Material shown Start Marker
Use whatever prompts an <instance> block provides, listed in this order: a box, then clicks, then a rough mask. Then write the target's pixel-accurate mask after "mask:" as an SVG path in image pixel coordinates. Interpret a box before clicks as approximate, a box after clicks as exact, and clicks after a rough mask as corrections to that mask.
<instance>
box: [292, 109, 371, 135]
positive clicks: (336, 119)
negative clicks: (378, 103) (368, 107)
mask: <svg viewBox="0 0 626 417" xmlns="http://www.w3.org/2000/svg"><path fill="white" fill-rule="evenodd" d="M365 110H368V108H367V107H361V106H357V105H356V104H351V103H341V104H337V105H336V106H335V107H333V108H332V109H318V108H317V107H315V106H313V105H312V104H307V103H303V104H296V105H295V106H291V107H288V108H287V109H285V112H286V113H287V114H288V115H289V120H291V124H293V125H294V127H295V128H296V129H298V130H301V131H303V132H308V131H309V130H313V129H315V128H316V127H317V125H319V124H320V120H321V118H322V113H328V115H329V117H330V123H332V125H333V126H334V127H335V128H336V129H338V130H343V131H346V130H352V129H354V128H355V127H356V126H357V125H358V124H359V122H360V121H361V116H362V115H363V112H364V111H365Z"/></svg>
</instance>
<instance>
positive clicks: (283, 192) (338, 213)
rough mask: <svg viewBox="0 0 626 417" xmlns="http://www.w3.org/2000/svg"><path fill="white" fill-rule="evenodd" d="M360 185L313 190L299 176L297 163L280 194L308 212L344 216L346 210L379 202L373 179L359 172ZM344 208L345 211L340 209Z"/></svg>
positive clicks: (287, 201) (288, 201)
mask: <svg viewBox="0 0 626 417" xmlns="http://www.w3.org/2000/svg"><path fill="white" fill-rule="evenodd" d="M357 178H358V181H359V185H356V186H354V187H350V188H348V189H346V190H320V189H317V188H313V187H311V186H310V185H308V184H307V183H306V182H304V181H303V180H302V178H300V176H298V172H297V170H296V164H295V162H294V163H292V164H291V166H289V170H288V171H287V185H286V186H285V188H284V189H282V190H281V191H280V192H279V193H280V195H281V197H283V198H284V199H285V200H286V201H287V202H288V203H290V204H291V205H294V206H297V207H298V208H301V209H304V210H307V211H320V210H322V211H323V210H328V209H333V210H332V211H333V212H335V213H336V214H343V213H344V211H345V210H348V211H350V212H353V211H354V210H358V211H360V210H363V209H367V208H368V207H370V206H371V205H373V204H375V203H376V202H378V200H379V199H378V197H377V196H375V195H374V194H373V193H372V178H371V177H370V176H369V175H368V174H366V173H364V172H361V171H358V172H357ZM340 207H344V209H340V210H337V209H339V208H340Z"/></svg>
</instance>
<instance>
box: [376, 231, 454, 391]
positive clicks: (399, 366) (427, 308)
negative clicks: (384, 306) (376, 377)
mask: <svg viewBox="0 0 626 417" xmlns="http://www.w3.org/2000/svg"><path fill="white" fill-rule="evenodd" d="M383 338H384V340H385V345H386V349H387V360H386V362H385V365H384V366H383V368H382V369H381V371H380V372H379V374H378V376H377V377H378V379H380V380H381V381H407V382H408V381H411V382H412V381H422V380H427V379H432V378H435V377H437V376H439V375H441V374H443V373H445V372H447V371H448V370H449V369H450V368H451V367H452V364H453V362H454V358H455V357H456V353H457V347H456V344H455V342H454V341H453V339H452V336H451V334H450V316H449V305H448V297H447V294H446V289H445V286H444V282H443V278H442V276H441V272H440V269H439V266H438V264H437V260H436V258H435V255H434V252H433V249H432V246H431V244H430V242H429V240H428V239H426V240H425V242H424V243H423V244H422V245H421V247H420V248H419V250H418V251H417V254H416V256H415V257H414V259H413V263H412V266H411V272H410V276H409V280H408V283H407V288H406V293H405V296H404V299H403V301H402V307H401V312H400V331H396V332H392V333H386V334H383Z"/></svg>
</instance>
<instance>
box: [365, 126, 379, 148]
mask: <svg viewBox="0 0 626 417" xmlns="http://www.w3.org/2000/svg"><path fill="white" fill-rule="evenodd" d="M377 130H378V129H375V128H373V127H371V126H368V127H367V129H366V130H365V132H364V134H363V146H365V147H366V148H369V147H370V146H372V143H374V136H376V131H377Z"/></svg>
Material shown End Marker
Material shown Start Marker
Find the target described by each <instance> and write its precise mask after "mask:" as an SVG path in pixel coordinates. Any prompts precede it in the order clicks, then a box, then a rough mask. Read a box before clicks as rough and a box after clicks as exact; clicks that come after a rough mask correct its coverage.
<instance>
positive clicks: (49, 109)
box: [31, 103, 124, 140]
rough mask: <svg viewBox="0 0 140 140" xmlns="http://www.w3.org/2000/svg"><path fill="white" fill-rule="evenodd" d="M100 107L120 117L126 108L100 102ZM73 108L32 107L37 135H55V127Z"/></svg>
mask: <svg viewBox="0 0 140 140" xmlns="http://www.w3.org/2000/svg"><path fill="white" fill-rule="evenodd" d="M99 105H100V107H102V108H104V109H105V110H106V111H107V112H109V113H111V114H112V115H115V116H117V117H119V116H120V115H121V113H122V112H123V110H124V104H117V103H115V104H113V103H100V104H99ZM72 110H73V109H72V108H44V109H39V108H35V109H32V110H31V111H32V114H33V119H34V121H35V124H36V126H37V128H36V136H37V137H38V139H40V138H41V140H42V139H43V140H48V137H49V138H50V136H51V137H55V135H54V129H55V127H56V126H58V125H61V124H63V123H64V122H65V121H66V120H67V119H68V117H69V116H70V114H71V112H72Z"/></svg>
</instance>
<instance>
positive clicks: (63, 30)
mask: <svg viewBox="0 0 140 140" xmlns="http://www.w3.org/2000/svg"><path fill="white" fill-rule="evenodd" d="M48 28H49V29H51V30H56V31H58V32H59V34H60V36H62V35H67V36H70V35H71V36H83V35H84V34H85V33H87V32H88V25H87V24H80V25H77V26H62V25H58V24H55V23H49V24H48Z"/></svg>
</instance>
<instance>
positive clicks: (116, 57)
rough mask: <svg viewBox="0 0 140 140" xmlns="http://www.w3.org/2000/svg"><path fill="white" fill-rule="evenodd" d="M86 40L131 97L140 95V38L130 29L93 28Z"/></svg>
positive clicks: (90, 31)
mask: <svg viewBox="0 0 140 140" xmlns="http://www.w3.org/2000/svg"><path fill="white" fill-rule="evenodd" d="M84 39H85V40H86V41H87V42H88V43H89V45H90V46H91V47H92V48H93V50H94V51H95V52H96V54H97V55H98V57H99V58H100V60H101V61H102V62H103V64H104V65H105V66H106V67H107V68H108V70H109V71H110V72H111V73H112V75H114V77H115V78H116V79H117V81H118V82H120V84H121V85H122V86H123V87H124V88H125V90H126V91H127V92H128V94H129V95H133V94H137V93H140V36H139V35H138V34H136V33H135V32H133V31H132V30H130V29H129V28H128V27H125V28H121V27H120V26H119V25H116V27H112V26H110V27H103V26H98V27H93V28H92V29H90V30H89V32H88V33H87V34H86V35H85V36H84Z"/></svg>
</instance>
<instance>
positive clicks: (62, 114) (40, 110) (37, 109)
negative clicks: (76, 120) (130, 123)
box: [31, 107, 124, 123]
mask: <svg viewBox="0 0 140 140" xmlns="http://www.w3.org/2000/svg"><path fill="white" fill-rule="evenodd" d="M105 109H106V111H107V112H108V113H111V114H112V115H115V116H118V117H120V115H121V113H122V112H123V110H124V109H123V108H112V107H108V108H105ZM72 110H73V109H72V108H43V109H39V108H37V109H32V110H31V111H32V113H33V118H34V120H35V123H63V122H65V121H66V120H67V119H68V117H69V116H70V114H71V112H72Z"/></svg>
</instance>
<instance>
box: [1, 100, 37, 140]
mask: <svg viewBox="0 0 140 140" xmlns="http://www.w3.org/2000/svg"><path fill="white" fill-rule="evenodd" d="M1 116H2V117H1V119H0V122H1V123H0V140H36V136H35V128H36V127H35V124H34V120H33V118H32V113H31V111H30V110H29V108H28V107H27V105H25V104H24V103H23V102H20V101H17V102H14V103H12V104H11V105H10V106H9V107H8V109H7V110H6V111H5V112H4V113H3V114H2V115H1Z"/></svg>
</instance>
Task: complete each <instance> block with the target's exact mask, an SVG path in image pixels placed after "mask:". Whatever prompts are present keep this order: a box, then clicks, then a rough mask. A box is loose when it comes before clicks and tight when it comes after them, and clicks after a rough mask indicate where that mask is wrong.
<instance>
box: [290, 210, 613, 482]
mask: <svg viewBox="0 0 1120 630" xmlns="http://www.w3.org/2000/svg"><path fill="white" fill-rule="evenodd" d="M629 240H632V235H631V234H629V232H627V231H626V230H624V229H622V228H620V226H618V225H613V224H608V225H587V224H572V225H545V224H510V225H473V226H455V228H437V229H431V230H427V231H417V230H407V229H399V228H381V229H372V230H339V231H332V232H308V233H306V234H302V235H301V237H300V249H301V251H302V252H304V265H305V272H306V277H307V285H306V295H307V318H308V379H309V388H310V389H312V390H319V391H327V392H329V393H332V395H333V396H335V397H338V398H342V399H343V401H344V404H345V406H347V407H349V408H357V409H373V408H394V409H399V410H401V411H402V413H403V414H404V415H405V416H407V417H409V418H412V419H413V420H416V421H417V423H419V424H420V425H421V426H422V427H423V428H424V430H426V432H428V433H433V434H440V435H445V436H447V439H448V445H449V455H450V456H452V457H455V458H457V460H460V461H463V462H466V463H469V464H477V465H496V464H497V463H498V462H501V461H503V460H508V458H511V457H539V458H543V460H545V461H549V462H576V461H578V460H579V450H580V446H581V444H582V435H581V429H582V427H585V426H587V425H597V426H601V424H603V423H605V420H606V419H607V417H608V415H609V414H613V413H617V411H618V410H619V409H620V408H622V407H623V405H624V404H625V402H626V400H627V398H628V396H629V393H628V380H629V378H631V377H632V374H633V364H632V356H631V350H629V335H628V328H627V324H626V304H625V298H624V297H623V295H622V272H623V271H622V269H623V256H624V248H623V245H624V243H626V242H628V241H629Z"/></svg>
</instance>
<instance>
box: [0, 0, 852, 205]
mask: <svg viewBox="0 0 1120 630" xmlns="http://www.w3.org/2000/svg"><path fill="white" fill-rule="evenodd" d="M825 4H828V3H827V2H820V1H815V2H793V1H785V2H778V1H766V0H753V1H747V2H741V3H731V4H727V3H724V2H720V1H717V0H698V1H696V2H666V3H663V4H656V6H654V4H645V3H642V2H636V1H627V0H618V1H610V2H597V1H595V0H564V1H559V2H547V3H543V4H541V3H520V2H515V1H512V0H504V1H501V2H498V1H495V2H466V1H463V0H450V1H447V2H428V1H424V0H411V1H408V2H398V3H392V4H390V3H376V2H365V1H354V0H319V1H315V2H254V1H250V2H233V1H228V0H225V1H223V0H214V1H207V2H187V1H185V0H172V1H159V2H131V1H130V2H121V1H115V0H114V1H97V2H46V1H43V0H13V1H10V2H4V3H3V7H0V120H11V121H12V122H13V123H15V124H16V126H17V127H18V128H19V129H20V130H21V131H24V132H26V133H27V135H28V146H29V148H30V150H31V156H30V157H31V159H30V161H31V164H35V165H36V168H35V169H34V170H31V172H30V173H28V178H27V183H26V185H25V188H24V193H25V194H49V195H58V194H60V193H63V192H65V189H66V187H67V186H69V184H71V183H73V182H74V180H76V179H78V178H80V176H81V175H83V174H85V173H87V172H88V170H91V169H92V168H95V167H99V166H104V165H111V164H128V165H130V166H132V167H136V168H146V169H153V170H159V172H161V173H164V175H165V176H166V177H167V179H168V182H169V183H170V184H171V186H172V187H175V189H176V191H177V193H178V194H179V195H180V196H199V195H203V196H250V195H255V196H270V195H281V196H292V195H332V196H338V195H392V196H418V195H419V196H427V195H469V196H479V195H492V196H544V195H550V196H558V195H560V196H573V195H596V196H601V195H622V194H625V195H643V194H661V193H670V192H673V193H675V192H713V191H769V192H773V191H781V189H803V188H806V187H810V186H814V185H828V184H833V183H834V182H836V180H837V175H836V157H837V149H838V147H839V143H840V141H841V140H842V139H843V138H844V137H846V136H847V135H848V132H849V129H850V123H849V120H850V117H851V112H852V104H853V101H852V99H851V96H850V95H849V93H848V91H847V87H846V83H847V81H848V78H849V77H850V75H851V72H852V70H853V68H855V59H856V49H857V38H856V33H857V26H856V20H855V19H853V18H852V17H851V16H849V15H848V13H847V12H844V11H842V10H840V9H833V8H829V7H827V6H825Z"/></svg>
Material shown End Marker
Material shown Start Marker
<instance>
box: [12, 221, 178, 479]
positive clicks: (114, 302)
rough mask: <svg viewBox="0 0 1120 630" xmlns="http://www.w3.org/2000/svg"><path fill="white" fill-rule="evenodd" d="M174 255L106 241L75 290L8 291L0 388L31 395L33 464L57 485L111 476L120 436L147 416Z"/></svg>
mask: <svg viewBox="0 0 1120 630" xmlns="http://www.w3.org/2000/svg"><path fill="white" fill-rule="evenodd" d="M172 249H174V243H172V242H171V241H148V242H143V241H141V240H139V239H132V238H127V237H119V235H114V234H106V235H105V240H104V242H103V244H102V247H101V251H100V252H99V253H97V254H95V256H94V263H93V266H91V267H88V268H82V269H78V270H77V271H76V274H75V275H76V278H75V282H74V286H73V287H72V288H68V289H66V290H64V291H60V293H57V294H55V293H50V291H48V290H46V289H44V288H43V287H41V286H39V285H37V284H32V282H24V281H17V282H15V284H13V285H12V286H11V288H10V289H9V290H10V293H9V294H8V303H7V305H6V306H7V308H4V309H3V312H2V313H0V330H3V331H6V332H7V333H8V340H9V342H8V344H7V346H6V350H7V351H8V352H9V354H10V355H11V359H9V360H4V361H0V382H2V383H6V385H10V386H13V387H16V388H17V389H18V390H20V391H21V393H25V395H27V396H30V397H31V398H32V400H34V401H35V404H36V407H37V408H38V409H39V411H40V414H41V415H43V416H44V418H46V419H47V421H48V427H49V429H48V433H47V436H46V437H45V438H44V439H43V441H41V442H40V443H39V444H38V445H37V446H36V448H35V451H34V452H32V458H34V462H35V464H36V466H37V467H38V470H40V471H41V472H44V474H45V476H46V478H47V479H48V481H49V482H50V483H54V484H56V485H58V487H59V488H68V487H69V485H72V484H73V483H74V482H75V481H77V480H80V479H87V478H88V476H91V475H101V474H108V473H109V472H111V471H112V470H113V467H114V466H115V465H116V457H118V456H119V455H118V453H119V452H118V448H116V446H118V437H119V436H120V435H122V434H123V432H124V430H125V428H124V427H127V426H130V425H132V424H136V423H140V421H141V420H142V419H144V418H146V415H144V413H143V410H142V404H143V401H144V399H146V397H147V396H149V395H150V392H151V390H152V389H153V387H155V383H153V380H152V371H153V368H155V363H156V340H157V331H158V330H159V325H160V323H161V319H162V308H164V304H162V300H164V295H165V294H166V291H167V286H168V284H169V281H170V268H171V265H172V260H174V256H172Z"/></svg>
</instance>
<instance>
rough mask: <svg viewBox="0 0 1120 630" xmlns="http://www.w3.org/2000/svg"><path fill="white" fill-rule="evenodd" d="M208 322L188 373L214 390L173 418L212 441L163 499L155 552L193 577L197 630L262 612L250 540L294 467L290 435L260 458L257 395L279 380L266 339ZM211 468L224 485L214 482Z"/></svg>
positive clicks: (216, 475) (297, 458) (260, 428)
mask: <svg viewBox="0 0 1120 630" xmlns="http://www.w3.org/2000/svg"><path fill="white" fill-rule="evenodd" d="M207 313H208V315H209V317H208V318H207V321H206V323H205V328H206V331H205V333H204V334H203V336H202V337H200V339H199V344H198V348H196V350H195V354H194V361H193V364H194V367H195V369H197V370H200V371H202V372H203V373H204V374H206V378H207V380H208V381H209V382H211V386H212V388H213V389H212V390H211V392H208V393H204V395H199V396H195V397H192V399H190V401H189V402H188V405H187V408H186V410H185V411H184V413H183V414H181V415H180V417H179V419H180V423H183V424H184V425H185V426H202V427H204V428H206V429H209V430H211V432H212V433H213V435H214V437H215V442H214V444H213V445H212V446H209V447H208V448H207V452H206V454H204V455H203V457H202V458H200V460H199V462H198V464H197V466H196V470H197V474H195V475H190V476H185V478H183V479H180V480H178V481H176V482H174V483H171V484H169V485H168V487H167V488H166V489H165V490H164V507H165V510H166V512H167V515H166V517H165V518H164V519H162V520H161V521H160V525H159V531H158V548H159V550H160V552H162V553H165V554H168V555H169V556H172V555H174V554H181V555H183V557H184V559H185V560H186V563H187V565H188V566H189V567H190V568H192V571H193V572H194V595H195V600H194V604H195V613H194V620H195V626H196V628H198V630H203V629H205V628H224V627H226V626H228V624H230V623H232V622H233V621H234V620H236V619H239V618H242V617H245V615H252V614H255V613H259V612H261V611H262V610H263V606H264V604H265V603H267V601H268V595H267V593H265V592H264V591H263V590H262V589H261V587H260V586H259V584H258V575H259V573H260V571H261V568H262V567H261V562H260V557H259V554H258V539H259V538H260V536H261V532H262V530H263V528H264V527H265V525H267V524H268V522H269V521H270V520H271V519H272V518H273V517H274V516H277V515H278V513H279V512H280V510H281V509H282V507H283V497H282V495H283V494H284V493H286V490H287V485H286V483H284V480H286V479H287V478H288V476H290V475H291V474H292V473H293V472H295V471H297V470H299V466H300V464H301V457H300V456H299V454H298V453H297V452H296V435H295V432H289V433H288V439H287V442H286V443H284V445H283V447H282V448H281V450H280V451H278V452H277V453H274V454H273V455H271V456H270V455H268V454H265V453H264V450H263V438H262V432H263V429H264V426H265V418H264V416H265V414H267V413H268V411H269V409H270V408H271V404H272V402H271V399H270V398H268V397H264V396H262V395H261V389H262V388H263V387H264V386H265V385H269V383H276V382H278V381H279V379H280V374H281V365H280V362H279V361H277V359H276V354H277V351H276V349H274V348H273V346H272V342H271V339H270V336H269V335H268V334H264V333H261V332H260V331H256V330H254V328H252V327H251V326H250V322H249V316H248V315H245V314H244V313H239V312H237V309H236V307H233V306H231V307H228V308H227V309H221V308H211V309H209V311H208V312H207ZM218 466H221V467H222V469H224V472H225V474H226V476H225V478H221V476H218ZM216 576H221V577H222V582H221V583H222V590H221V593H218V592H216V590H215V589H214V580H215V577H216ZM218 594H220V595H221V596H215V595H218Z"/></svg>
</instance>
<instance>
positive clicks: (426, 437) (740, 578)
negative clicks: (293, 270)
Material shown End Marker
What you give back should be only the lines of the records above, starting at the line with "positive clicks: (426, 437) (740, 578)" and ending at the line with "negative clicks: (293, 270)", restated word for word.

### Solution to the problem
positive clicks: (426, 437) (740, 578)
negative clicks: (293, 270)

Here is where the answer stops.